───── TEXTO DE ORIGEM ─────

Numa época de crise ambiental em decorrência da insensatez humana que faz a Terra agonizar, ao menos duas perguntas são pertinentes: como ter saúde em um planeta doente que convive com uma economia destrutiva e potencialmente emissora de poluentes? E como foi que o planeta ficou “doente”?
Pelo menos desde o Neolítico (12.000 anos a.C.) a humanidade vem consumindo tudo aquilo que conhecemos por recursos da natureza. Esse consumo, especialmente nos últimos cem anos, tem se dado de forma agressiva. O motivo? Busca-se a qualquer custo atingir crescimento econômico, pois isso, pelas lentes da economia tradicional, é entendido como sinônimo de progresso. Para obter crescimento, usam-se então as ferramentas de uma economia cada vez mais destrutiva: derrubam-se árvores, queimam-se florestas, agride-se o solo, derrubam-se geleiras, polui-se o ar, a água e destroem-se os mais essenciais serviços ecossistêmicos.
Não há margem à dúvida que a atividade econômica tem sido agressiva e perniciosa no que tange a extrair recursos, levar ao processo produtivo e, pós-consumo soltar resíduos comprometendo, grosso modo, a capacidade do planeta Terra em lidar com tal situação.
Em outras palavras, isso se chama economia destrutiva de recursos naturais. Em nome do propagado crescimento econômico – como se não houvesse limites para tal – o mundo moderno fecha os olhos a uma questão primordial: não se leva em conta que a biosfera é finita, limitada e hermeticamente fechada.

───── DADOS FORNECIDOS ─────

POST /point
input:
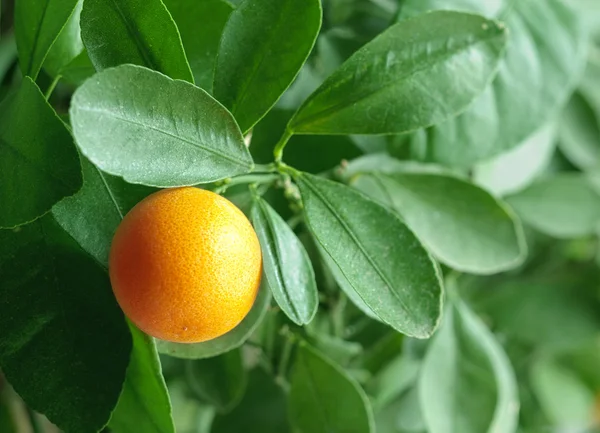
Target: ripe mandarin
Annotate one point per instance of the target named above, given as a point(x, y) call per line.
point(185, 265)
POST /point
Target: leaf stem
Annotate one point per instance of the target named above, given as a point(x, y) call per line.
point(253, 178)
point(285, 356)
point(278, 151)
point(52, 87)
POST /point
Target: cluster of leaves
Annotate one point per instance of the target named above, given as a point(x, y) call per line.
point(386, 152)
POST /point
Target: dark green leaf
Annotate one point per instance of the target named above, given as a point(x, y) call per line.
point(37, 25)
point(262, 410)
point(286, 264)
point(91, 218)
point(467, 384)
point(189, 415)
point(201, 42)
point(144, 405)
point(462, 225)
point(264, 45)
point(564, 206)
point(93, 214)
point(417, 73)
point(39, 164)
point(64, 345)
point(8, 423)
point(67, 46)
point(232, 340)
point(8, 54)
point(79, 69)
point(378, 255)
point(546, 53)
point(141, 125)
point(220, 381)
point(140, 32)
point(345, 285)
point(324, 399)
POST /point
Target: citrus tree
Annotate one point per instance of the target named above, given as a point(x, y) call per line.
point(423, 182)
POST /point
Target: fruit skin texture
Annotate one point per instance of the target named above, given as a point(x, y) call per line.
point(185, 265)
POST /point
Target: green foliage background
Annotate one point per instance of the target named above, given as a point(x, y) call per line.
point(423, 176)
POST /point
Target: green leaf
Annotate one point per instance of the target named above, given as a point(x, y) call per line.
point(588, 85)
point(91, 218)
point(220, 381)
point(232, 340)
point(64, 345)
point(545, 56)
point(144, 405)
point(563, 206)
point(580, 133)
point(286, 264)
point(39, 164)
point(37, 25)
point(528, 310)
point(201, 42)
point(417, 73)
point(93, 214)
point(565, 399)
point(516, 169)
point(67, 46)
point(262, 410)
point(462, 225)
point(324, 399)
point(467, 384)
point(264, 45)
point(141, 125)
point(79, 69)
point(394, 380)
point(189, 415)
point(8, 54)
point(403, 415)
point(140, 32)
point(345, 285)
point(363, 238)
point(301, 149)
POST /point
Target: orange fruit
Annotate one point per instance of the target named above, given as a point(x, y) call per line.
point(185, 265)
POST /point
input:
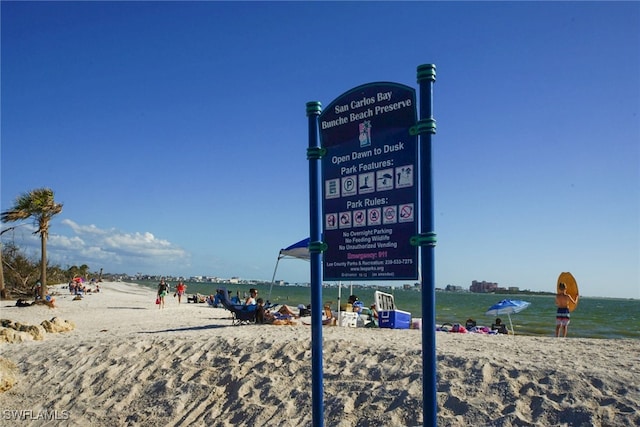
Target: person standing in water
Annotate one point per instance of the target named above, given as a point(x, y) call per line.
point(562, 314)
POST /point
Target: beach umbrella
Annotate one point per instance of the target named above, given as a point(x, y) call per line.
point(508, 307)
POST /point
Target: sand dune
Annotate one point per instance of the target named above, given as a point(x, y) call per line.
point(129, 363)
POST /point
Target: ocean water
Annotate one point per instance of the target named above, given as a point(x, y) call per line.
point(593, 318)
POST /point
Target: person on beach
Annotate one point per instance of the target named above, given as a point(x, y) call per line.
point(499, 327)
point(266, 316)
point(163, 289)
point(181, 288)
point(251, 299)
point(562, 314)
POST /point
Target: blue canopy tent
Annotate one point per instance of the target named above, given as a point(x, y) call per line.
point(299, 250)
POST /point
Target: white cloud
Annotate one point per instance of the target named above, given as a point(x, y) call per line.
point(114, 250)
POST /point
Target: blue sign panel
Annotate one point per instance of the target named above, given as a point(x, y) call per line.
point(370, 184)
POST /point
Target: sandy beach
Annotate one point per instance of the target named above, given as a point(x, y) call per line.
point(128, 363)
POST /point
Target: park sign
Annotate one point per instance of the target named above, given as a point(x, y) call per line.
point(370, 184)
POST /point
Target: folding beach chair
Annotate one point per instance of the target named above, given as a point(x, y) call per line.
point(240, 314)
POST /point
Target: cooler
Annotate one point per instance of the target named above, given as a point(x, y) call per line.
point(388, 314)
point(348, 318)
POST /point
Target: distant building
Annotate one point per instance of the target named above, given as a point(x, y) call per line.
point(483, 287)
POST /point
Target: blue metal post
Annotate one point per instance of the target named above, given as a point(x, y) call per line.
point(427, 127)
point(314, 154)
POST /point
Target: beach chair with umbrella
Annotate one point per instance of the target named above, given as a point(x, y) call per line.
point(507, 307)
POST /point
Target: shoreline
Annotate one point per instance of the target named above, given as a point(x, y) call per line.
point(129, 362)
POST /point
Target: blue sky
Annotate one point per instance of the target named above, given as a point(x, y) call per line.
point(175, 134)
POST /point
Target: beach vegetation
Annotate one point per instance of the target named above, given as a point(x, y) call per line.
point(21, 272)
point(40, 205)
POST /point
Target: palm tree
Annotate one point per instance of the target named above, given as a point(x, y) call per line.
point(40, 205)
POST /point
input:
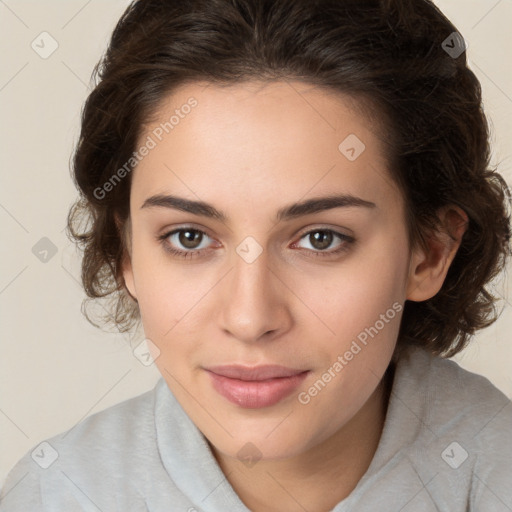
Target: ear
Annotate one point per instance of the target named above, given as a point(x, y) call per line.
point(126, 264)
point(428, 267)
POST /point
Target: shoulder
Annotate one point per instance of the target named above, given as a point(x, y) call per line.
point(461, 438)
point(97, 451)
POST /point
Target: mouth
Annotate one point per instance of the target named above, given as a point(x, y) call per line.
point(255, 387)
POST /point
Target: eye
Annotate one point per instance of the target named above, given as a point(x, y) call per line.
point(189, 238)
point(322, 239)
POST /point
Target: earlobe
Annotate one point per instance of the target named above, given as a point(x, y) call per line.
point(428, 266)
point(127, 272)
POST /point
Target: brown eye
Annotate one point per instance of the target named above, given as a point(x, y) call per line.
point(189, 238)
point(320, 239)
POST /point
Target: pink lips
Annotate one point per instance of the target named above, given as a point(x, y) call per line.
point(256, 387)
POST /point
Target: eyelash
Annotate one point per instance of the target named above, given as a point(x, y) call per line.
point(347, 241)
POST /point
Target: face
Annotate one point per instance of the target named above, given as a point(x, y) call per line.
point(252, 279)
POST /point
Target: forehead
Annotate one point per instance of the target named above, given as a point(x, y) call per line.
point(254, 140)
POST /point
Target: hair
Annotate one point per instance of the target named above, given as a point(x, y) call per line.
point(385, 53)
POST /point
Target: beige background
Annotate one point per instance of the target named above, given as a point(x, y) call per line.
point(55, 368)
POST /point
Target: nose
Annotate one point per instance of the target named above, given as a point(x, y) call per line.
point(254, 302)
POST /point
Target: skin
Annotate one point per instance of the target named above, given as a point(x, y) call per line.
point(250, 149)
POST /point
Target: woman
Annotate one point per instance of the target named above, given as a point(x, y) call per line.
point(294, 199)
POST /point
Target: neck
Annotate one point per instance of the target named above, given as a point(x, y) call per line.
point(321, 477)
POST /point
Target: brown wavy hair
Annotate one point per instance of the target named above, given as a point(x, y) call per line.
point(388, 54)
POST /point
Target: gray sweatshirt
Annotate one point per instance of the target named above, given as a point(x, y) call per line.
point(446, 446)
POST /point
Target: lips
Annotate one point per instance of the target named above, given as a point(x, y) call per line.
point(255, 387)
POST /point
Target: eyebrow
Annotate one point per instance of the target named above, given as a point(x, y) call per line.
point(293, 211)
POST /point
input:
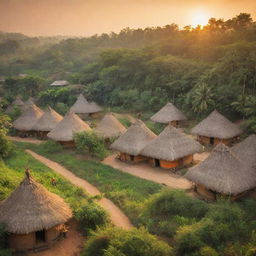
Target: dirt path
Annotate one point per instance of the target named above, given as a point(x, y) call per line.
point(118, 218)
point(30, 140)
point(70, 246)
point(147, 172)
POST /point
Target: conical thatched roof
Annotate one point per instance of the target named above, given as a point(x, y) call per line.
point(134, 139)
point(109, 127)
point(32, 208)
point(171, 145)
point(66, 128)
point(28, 118)
point(246, 150)
point(224, 172)
point(217, 126)
point(82, 106)
point(168, 114)
point(18, 102)
point(47, 121)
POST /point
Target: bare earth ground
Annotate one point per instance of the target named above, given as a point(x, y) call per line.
point(145, 171)
point(117, 217)
point(70, 246)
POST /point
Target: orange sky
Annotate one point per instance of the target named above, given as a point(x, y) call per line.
point(88, 17)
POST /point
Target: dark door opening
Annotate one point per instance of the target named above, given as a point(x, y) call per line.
point(157, 163)
point(40, 236)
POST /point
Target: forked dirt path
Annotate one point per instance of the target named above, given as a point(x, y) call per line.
point(147, 172)
point(117, 217)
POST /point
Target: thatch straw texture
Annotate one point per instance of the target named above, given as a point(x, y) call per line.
point(246, 150)
point(28, 118)
point(66, 128)
point(47, 121)
point(82, 106)
point(32, 208)
point(109, 127)
point(224, 172)
point(137, 136)
point(168, 114)
point(171, 145)
point(217, 126)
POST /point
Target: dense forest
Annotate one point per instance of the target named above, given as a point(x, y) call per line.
point(198, 69)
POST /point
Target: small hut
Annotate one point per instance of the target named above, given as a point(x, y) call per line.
point(130, 144)
point(47, 122)
point(223, 172)
point(169, 114)
point(34, 216)
point(109, 127)
point(25, 123)
point(171, 149)
point(65, 129)
point(216, 129)
point(84, 108)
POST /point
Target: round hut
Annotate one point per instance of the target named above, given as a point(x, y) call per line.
point(109, 127)
point(223, 172)
point(169, 114)
point(84, 108)
point(130, 144)
point(34, 216)
point(65, 129)
point(216, 129)
point(24, 124)
point(47, 122)
point(172, 149)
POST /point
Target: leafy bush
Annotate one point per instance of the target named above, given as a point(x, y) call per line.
point(92, 143)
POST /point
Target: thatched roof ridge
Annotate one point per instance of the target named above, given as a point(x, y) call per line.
point(246, 150)
point(167, 114)
point(82, 106)
point(170, 145)
point(32, 208)
point(110, 127)
point(66, 128)
point(137, 136)
point(217, 126)
point(224, 172)
point(48, 120)
point(28, 118)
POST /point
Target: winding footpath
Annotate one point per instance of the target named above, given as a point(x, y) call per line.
point(117, 217)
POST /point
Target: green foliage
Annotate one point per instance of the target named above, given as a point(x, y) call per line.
point(90, 142)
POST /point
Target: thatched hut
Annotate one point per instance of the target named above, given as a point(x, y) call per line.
point(109, 127)
point(169, 114)
point(34, 216)
point(171, 149)
point(216, 129)
point(65, 129)
point(223, 172)
point(130, 144)
point(25, 123)
point(84, 108)
point(47, 122)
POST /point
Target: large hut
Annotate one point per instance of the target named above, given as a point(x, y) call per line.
point(84, 108)
point(216, 129)
point(25, 123)
point(34, 216)
point(47, 122)
point(169, 114)
point(223, 172)
point(109, 127)
point(65, 129)
point(171, 149)
point(130, 144)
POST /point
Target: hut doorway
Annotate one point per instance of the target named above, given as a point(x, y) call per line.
point(40, 236)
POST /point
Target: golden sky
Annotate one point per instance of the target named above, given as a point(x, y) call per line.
point(88, 17)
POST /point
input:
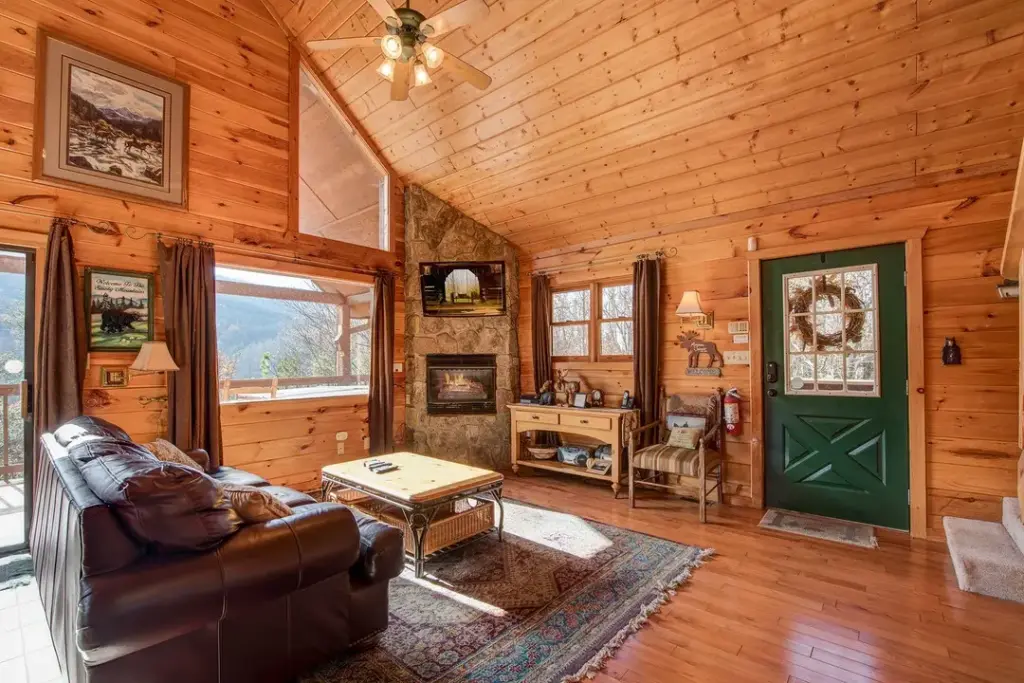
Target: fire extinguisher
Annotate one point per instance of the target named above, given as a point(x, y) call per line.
point(731, 408)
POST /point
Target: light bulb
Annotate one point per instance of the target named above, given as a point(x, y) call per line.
point(391, 46)
point(386, 69)
point(420, 74)
point(433, 55)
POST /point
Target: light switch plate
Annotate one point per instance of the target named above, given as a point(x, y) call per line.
point(738, 327)
point(736, 357)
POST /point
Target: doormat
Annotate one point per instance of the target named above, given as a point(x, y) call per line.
point(839, 530)
point(548, 604)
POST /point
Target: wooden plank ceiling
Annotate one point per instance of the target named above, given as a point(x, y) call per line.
point(614, 120)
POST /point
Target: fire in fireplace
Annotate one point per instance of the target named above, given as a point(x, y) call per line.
point(461, 384)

─────

- **EXERCÍCIO CURTO 1**
Redigite o texto de origem, tudo desde "Não há margem" até "com tal situação.".
- **EXERCÍCIO CURTO 2**
Segundo o texto de origem, desde quando a humanidade vem consumindo os recursos da natureza?
A listagem não tem relação alguma com o texto de origem.

- **RESPOSTA COMPLETA 1**
Não há margem à dúvida que a atividade econômica tem sido agressiva e perniciosa no que tange a extrair recursos, levar ao processo produtivo e, pós-consumo soltar resíduos comprometendo, grosso modo, a capacidade do planeta Terra em lidar com tal situação.

- **RESPOSTA COMPLETA 2**
Pelo menos desde o Neolítico (12.000 anos a.C.).